Requirements — Starting at the first line below and ending with the line that contains "[132,0,208,61]", both included, render these lines as a JSON list of strings, one string per line, with blank lines omitted.

Records provided —
** begin **
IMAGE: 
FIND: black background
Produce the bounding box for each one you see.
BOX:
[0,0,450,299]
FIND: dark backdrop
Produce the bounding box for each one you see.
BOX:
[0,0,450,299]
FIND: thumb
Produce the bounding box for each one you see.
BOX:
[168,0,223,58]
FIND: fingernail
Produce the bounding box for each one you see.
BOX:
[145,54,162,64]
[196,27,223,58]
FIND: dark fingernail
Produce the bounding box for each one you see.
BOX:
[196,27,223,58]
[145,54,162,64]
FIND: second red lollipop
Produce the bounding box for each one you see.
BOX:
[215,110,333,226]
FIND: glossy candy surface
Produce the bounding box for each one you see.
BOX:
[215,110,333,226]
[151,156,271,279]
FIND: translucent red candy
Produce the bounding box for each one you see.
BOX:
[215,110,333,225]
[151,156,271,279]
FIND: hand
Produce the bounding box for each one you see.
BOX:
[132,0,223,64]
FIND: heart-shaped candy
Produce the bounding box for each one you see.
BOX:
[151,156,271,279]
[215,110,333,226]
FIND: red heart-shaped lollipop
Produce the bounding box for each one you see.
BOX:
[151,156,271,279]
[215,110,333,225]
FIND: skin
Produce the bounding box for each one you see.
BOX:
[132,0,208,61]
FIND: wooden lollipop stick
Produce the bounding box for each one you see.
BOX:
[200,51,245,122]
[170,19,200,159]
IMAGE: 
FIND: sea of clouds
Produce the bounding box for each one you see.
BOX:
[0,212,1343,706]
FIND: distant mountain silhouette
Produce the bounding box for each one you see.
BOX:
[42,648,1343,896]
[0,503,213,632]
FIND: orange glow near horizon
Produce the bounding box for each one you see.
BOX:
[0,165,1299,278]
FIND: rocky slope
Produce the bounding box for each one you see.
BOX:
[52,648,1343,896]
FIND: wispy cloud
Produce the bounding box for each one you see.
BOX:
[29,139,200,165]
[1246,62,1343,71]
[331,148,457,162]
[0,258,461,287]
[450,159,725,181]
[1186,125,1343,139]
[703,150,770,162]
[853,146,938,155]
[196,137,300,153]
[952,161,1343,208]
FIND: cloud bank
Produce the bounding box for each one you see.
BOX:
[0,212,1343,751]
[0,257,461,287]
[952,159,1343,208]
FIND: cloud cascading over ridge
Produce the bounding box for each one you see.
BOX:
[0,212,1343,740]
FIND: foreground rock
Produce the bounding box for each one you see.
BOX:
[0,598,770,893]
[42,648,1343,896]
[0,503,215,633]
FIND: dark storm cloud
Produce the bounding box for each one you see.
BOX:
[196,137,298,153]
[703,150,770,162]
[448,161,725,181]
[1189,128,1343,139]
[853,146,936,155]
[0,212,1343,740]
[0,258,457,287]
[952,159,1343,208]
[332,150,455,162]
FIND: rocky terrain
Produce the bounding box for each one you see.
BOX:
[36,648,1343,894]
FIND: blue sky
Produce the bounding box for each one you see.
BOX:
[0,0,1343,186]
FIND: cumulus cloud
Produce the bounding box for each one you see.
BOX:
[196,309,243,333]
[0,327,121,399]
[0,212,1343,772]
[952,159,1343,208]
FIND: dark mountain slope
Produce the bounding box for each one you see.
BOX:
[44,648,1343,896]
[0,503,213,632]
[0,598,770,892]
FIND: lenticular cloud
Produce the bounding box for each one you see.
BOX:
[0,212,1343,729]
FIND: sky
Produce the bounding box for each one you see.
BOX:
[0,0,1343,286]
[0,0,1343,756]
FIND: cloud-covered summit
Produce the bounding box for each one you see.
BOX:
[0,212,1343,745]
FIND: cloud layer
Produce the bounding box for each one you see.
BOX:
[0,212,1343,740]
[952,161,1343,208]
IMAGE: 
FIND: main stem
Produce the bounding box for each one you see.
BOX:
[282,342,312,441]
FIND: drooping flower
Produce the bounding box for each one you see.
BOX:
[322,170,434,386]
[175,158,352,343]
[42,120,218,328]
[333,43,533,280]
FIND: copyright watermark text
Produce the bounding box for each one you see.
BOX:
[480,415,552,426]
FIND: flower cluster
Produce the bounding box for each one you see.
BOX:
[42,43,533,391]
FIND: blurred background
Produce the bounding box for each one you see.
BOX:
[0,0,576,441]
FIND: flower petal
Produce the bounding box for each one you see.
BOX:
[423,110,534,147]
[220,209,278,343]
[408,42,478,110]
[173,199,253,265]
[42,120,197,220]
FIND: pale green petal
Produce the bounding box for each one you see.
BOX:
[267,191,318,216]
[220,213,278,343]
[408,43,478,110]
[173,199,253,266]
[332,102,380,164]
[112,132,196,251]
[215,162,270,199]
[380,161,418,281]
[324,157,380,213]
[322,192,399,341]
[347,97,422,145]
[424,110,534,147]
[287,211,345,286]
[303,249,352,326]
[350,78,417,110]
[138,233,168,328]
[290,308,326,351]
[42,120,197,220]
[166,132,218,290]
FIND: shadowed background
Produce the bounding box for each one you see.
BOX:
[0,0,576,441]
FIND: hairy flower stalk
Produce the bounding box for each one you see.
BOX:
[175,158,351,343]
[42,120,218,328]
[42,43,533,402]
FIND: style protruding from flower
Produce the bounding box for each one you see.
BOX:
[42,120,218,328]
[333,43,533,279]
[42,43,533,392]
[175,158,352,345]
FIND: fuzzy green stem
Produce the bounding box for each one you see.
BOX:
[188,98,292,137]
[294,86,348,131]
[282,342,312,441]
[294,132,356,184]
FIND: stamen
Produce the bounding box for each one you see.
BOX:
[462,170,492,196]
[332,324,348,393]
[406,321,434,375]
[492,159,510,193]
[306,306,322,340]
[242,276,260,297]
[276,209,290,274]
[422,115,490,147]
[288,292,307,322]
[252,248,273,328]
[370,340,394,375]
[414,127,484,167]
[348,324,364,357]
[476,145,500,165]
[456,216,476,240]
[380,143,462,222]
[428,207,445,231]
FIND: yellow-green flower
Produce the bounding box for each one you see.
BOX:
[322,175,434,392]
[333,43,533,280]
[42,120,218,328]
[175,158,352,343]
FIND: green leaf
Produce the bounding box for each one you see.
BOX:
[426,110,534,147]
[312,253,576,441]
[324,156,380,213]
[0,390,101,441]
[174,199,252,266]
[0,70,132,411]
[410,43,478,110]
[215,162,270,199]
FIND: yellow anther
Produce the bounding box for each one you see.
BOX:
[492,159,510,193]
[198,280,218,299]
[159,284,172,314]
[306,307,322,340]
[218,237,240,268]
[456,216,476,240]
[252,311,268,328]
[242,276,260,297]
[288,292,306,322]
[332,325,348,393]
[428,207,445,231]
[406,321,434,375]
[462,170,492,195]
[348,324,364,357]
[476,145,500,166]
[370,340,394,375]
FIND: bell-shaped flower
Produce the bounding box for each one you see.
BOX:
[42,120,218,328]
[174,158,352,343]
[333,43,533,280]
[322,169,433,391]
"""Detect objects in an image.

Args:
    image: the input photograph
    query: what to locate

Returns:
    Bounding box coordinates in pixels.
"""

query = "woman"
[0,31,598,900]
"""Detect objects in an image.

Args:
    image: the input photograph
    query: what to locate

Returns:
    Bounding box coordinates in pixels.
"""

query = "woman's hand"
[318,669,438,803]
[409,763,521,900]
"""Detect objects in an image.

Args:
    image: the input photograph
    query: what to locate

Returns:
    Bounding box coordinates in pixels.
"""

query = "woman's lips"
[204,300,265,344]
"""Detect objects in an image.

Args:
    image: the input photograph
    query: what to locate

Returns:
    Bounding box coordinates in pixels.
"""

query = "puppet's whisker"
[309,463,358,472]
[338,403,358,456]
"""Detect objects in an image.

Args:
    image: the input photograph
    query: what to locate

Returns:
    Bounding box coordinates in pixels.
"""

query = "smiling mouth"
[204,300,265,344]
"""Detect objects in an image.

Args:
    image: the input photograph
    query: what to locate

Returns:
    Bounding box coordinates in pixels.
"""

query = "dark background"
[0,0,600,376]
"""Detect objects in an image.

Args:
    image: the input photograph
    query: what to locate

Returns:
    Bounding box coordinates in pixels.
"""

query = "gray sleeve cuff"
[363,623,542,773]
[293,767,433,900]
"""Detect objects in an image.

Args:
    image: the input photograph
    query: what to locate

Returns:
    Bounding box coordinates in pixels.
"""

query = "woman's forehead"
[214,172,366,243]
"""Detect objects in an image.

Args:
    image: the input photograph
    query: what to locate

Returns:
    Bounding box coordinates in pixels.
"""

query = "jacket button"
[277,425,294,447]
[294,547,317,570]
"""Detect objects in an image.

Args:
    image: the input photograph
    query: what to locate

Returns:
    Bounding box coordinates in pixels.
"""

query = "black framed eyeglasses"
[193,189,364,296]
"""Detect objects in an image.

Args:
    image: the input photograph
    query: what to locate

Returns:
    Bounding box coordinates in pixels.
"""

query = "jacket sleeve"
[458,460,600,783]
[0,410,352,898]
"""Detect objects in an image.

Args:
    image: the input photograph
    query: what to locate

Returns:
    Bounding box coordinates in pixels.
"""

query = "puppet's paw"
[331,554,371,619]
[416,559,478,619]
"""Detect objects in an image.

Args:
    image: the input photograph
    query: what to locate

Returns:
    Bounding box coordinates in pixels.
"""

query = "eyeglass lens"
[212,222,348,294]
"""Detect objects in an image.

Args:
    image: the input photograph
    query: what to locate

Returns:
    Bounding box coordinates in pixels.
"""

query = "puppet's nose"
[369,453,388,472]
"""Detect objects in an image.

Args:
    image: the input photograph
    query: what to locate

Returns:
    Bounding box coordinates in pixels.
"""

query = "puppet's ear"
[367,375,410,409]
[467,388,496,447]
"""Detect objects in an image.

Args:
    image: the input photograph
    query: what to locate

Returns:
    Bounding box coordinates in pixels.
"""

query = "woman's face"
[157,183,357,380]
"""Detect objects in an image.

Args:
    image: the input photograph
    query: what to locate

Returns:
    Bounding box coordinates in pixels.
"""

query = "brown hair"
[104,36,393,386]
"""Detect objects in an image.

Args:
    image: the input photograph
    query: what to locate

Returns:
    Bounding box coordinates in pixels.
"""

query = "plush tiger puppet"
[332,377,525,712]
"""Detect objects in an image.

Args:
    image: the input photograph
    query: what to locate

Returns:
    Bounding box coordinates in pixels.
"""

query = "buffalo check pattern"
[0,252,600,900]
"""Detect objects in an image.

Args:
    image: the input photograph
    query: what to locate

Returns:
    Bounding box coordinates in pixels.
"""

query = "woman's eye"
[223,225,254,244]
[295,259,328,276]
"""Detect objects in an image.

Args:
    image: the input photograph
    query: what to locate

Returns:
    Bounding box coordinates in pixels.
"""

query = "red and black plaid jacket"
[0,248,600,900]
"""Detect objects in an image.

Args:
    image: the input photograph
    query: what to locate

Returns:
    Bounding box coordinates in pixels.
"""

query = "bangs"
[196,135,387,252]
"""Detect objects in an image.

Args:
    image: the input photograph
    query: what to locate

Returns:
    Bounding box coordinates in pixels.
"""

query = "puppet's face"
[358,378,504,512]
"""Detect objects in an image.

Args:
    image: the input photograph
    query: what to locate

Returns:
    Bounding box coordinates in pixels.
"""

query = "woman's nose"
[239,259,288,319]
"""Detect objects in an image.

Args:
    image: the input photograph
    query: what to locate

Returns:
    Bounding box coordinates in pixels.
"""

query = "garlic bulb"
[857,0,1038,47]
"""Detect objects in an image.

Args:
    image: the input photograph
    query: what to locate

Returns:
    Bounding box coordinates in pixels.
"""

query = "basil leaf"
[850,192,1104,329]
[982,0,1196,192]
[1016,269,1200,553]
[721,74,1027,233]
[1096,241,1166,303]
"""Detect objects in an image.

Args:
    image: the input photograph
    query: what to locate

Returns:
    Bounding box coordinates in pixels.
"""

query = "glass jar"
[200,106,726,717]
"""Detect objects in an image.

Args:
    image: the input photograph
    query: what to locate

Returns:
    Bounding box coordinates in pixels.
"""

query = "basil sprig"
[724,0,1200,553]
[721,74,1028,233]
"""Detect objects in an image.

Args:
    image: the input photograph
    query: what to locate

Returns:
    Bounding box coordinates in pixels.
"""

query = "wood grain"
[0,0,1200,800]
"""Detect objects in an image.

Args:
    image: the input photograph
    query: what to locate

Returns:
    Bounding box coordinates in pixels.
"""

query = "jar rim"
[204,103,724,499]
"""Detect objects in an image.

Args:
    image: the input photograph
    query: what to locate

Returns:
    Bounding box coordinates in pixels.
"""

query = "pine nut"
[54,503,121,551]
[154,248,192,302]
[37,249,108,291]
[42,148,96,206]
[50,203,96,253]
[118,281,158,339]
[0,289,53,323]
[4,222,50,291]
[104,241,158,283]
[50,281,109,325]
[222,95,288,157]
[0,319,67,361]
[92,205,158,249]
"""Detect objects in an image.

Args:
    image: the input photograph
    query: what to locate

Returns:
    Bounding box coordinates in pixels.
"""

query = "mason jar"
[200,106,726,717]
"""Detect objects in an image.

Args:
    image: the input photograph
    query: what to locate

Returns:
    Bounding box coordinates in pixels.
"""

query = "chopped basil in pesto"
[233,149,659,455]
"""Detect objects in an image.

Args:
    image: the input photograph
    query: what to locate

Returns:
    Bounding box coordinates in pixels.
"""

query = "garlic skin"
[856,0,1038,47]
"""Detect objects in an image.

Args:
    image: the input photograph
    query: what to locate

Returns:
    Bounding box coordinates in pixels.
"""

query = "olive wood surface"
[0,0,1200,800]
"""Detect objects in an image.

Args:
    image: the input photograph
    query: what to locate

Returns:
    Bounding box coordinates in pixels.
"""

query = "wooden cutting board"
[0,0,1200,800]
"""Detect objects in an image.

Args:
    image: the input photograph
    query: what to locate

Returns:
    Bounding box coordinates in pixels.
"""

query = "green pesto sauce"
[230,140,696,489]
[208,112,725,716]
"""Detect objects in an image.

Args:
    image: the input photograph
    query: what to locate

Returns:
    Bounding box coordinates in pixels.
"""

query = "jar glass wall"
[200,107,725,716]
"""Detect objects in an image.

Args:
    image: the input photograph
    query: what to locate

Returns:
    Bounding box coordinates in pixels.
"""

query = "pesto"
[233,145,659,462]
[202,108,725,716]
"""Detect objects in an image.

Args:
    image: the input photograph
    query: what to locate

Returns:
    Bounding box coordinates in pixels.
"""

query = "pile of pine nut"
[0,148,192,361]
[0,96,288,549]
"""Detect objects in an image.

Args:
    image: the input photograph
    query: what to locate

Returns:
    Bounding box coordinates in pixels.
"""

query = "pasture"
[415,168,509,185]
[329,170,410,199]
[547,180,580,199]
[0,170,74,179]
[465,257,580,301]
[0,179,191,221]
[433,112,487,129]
** end **
Result of the exercise —
[
  "IMAGE: ",
  "FIND: black background",
  "Produce the bounding box for each one you see.",
  "BOX:",
  "[0,0,450,299]",
  "FIND: dark backdrop",
  "Produce the bounding box for each one you see.",
  "BOX:",
  "[0,0,450,299]",
  "FIND: thumb",
  "Produce the bounding box for each one you see.",
  "BOX:",
  "[168,0,223,58]",
  "FIND: fingernail",
  "Produce the bounding box for each one you see.",
  "BOX:",
  "[145,54,162,64]",
  "[196,27,223,58]",
  "FIND: dark fingernail",
  "Produce the bounding box for each one you see.",
  "BOX:",
  "[196,27,223,58]",
  "[145,54,162,64]",
  "FIND: second red lollipop",
  "Produce the bounding box for each one you see.",
  "BOX:",
  "[215,110,333,226]",
  "FIND: glossy candy surface",
  "Produce the bounding box for each one you see.",
  "BOX:",
  "[215,110,333,226]",
  "[151,156,271,279]",
  "FIND: translucent red candy",
  "Produce the bounding box for each one you see.",
  "BOX:",
  "[215,110,333,225]",
  "[151,156,271,279]",
  "FIND: hand",
  "Produce the bounding box for each one you see.",
  "BOX:",
  "[132,0,223,64]",
  "FIND: heart-shaped candy",
  "Produce the bounding box for each one you see.",
  "BOX:",
  "[151,156,271,279]",
  "[215,110,333,226]",
  "FIND: red heart-shaped lollipop",
  "Produce the bounding box for each one you see.",
  "BOX:",
  "[151,156,271,279]",
  "[215,110,333,225]",
  "FIND: skin",
  "Produce the bounding box for each one you see.",
  "BOX:",
  "[132,0,208,61]"
]